Given text:
MiniMax M3: The Open-Weight Model That Brings Frontier Coding, 1M Context, and Native Multimodality Together

Released June 1, 2026 — MiniMax M3 is the first open-weight model to combine frontier-level coding, a 1M-token context window, and native multimodal understanding in a single architecture. And at roughly 15-17× cheaper than Claude Opus 4.7, it's shaking up the AI landscape.

Introduction: The Three Pillars of a New Frontier Model

On June 1, 2026, MiniMax officially released M3, calling it "the first and only open-weight model" to bring together three capabilities that, until now, were exclusive to closed-source frontier models: frontier-level coding and agentic performance, a 1M-token context window, and native multimodal input (text, image, and video).

Given information:
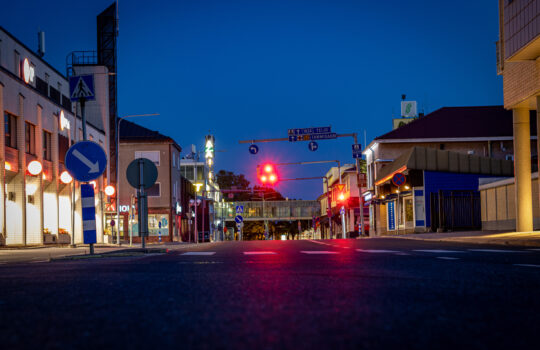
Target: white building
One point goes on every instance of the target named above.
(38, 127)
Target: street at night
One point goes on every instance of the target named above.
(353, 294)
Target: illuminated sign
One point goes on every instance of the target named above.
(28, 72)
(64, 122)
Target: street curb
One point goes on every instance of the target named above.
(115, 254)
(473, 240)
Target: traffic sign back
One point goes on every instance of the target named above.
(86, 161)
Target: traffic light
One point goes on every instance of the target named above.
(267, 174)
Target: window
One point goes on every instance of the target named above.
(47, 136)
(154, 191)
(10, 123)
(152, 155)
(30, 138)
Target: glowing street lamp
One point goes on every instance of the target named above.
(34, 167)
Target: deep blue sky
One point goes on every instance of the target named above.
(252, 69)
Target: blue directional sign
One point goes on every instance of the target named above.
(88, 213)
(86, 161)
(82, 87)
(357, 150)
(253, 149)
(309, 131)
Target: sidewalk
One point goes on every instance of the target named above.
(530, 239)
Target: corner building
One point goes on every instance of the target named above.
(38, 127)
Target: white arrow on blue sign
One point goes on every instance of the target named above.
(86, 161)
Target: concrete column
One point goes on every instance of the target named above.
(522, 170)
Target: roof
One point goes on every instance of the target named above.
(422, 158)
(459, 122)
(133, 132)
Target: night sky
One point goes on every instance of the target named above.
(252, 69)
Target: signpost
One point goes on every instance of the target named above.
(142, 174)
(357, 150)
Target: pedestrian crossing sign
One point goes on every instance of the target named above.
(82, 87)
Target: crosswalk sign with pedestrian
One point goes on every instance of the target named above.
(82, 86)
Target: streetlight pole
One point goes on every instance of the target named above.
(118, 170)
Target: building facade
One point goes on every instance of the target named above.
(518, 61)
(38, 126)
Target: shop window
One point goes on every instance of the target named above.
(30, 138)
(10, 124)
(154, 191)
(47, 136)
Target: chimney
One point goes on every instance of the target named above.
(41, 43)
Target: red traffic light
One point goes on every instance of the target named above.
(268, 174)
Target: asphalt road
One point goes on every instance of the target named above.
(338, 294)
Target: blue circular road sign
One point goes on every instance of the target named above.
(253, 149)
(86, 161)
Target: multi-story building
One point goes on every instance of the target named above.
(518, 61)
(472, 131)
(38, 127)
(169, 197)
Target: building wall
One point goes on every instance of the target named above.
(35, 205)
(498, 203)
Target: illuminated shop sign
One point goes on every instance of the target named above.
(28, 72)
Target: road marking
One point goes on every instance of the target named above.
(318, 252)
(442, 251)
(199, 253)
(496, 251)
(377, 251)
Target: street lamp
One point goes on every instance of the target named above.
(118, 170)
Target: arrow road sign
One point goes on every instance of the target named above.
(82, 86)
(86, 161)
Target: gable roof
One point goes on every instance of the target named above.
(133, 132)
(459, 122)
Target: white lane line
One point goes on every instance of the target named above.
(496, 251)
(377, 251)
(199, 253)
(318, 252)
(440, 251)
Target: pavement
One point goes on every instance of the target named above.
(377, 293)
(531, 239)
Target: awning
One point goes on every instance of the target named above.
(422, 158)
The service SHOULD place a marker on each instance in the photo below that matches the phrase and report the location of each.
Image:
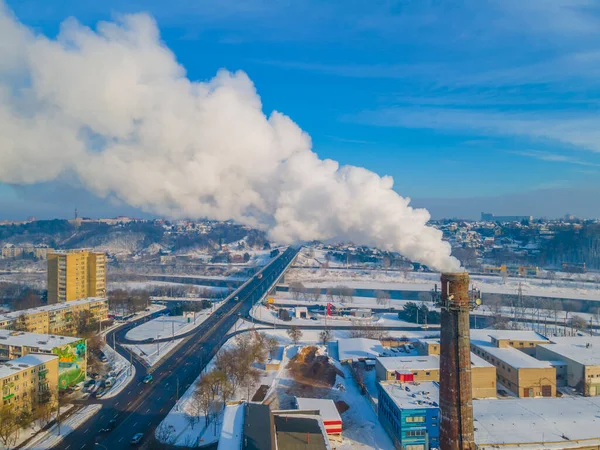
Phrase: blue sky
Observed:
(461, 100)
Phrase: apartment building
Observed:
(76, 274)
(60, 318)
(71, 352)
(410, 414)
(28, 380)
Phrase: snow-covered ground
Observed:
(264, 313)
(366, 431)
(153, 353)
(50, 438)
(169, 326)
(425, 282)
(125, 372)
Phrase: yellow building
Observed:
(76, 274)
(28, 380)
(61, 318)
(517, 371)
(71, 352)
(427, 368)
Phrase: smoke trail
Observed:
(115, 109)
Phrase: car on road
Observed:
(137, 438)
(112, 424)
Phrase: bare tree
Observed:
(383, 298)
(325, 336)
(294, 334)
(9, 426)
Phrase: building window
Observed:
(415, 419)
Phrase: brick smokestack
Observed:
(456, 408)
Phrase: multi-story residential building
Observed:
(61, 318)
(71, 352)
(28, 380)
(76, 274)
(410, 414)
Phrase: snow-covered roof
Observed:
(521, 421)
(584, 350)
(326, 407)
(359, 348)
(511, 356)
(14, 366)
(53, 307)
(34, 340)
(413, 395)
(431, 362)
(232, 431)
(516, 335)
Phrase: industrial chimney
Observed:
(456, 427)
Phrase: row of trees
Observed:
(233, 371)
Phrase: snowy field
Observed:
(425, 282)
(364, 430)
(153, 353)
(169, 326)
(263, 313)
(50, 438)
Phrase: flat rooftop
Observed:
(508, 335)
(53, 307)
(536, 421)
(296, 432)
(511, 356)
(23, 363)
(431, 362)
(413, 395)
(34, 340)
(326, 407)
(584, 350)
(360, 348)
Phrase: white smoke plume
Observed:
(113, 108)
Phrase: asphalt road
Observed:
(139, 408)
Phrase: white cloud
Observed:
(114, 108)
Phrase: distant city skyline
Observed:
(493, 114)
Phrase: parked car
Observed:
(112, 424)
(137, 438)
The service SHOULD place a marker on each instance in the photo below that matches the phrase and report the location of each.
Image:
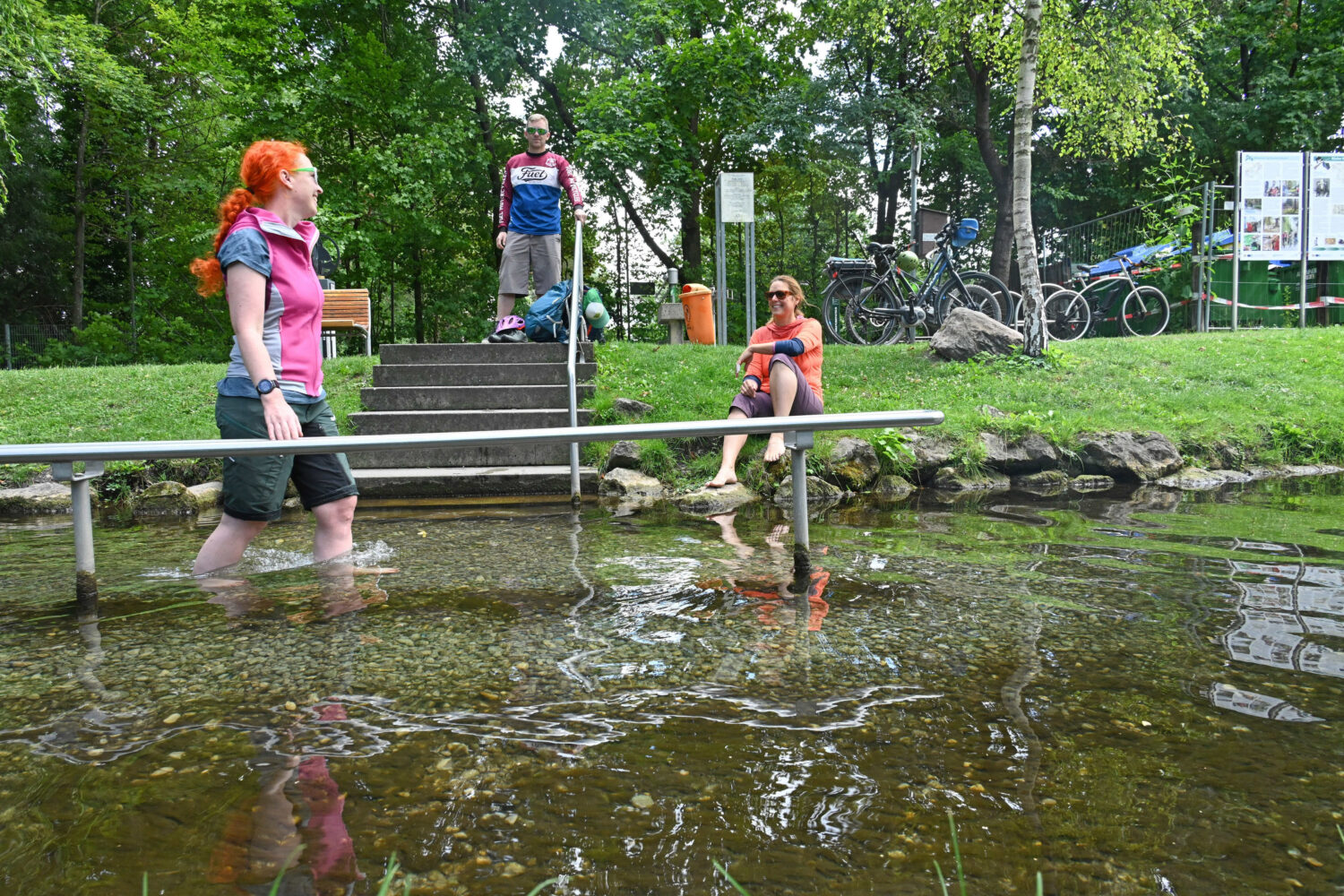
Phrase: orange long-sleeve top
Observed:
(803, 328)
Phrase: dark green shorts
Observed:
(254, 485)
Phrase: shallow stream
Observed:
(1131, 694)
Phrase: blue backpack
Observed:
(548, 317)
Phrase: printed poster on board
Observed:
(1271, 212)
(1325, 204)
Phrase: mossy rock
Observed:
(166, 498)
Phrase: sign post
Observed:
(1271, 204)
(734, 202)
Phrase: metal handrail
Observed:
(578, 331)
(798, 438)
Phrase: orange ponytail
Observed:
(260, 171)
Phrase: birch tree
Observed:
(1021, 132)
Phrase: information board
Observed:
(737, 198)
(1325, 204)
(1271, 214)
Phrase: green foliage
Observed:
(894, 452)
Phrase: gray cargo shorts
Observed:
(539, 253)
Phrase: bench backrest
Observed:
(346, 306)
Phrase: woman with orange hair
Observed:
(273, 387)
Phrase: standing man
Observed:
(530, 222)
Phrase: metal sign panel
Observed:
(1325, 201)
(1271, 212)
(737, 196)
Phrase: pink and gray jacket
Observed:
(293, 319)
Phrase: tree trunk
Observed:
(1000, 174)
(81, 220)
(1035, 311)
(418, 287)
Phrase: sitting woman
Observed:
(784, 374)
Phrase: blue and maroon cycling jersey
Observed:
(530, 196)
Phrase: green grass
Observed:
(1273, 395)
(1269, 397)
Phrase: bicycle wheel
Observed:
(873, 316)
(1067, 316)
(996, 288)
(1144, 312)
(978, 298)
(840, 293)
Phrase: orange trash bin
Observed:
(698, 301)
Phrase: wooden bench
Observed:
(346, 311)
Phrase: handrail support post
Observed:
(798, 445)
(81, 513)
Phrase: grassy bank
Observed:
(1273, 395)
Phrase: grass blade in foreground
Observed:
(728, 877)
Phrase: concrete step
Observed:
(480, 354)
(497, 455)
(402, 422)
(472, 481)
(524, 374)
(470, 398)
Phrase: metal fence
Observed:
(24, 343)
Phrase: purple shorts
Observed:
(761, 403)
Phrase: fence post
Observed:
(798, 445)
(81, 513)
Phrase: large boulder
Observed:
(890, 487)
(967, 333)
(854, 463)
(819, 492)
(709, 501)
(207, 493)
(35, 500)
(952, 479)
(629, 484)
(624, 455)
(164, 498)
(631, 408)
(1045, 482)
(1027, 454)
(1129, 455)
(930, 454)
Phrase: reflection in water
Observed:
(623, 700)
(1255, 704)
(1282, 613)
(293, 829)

Assigned task:
Answer these questions about the MiniMax M3 page.
(a) Roughly how many times cheaper than Claude Opus 4.7 is MiniMax M3 said to be?
(b) Which three kinds of input does M3's native multimodal input cover?
(c) In its release, what does MiniMax call M3, in quotation marks?
The listing plays no role in this exercise.

Problem solution:
(a) Roughly 15-17× cheaper.
(b) Text, image, and video.
(c) "the first and only open-weight model"